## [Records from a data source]
»»

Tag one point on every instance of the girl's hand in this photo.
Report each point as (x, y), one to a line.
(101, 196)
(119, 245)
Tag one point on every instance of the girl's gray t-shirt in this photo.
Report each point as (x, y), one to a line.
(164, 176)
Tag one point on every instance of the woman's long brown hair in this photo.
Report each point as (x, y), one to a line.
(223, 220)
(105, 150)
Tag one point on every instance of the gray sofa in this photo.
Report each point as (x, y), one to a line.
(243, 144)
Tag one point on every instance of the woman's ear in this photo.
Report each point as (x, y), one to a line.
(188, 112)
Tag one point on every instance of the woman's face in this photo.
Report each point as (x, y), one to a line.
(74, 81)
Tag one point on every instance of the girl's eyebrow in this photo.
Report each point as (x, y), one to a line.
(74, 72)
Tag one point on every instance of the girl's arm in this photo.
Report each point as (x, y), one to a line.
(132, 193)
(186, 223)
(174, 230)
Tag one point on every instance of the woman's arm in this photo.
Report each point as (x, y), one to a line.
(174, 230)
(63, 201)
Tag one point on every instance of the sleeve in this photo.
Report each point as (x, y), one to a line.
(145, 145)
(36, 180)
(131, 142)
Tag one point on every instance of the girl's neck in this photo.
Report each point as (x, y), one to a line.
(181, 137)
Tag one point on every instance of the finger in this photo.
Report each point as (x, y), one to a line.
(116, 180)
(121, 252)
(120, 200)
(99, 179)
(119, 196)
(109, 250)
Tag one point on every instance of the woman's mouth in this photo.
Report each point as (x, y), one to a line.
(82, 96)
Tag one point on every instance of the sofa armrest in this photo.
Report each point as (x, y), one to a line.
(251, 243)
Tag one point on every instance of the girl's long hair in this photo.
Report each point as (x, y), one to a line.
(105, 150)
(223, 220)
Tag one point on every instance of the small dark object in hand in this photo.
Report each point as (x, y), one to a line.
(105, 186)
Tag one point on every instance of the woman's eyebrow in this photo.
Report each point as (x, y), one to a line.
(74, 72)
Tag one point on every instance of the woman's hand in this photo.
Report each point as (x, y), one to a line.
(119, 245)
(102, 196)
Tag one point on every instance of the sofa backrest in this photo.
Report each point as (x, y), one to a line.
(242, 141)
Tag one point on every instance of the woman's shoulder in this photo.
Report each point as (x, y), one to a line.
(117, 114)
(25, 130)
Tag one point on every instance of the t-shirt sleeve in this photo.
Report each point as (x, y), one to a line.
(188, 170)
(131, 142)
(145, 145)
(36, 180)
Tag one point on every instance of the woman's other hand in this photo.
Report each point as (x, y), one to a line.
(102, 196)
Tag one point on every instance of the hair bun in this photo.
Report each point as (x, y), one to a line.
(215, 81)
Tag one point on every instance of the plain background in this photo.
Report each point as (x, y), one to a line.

««

## [What is needed]
Turn every line of the material above into a numbered list, and skip any blank lines.

## [Answer to the task]
1. Tag one point on every instance of the girl's hand in this photo.
2. Report each point as (x, y), one to a line.
3. (101, 196)
4. (119, 245)
5. Tag one point on every instance of the girl's gray t-shirt in this photo.
6. Report each point as (x, y), one to a line.
7. (164, 176)
8. Tag one point on every instance of the woman's long brown hair in this photo.
9. Report each point as (x, y), one to a line.
10. (223, 220)
11. (105, 150)
12. Tag one point on every instance of the gray sofa in this photo.
13. Report each point as (x, y), one to a line.
14. (243, 144)
15. Tag one point on every instance of the woman's ear in this photo.
16. Report each point as (x, y), one to a line.
17. (188, 112)
18. Tag one point on every instance of the woman's face in this photo.
19. Report each point as (x, y), one to a line.
20. (74, 81)
21. Tag one point on every instance of the girl's eyebrow in this photo.
22. Report each point as (x, y), one to a line.
23. (74, 72)
24. Tag one point on every instance of the girl's arm in this photo.
25. Report each point as (x, y), one to a line.
26. (132, 193)
27. (186, 223)
28. (174, 230)
29. Tag one point on every instance of the woman's arm in this photo.
30. Report each point as (x, y), one to a line.
31. (174, 230)
32. (63, 201)
33. Tag one point on every instance of the sleeve in this photo.
34. Report each point as (x, y), one to a line.
35. (145, 145)
36. (36, 180)
37. (131, 142)
38. Tag one point on every instance of the girl's neck in this photo.
39. Report each point as (x, y), one to a line.
40. (181, 137)
41. Tag one point on every instance of the finger in this photo.
42. Report each point as (x, y), one to a line.
43. (116, 180)
44. (121, 252)
45. (120, 200)
46. (99, 179)
47. (119, 196)
48. (109, 250)
49. Tag one point on every instance of the woman's mouth in this photo.
50. Report each point as (x, y), one to a line.
51. (82, 96)
52. Tag one point on every instance of the sofa armrest in this photo.
53. Report each point as (x, y), one to a line.
54. (251, 243)
55. Tag one point on every instance of the girl's long hair in this photo.
56. Report each point as (x, y), one to a line.
57. (105, 150)
58. (223, 220)
59. Tag one point on every instance of the small dark object in hand in this photo.
60. Report each point as (x, y), one to a line.
61. (105, 186)
62. Tag one point on every instance of the woman's eyebrow in this photo.
63. Report each point as (x, y), one to a line.
64. (74, 72)
65. Tag one point on every instance of the woman's hand in this photo.
66. Report each point as (x, y), one to a line.
67. (119, 245)
68. (102, 196)
69. Tag one point on every instance of the sofa backrest in this photo.
70. Report each point as (x, y), one to a line.
71. (242, 141)
72. Tag one point on every instance of the woman's shoulder in this photo.
73. Report each point as (x, y), one to a line.
74. (117, 114)
75. (25, 130)
76. Tag one point on every instance of the t-shirt sleeve in this photo.
77. Report each point as (x, y), one to a line.
78. (188, 170)
79. (131, 142)
80. (145, 145)
81. (36, 180)
82. Tag one point on every instance of the woman's other hand in this photo.
83. Report each point as (x, y), one to a line.
84. (102, 196)
85. Tag one point on every instance of the hair bun in this photo.
86. Report each point as (x, y), one to a line.
87. (215, 81)
88. Tag one point on every instance of the plain background in this photo.
89. Report each point as (x, y), one to a line.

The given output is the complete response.